→ **SHORT EXERCISE**: Report every line below that contains the word "collared". Case counts.

→ **DATA**:
'''
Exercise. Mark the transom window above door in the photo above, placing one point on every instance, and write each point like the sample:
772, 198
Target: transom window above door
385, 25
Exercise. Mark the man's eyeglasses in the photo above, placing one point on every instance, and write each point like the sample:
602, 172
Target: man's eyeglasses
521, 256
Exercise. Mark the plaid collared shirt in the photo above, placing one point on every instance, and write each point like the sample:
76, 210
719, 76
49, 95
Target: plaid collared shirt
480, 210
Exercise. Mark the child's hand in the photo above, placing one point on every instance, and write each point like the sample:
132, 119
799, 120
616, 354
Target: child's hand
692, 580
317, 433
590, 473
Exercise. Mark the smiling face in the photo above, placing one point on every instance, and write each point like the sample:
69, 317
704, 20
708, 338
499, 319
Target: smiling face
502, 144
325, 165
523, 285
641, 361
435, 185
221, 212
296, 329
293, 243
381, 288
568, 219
'''
'''
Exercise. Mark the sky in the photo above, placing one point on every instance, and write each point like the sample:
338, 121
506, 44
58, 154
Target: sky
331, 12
'''
→ **COMPLETE OUTPUT**:
Exercise. Mark the plaid collared shirt in the photo above, placing one point on every instance, and write each point like the sample:
Target: plaid collared shirt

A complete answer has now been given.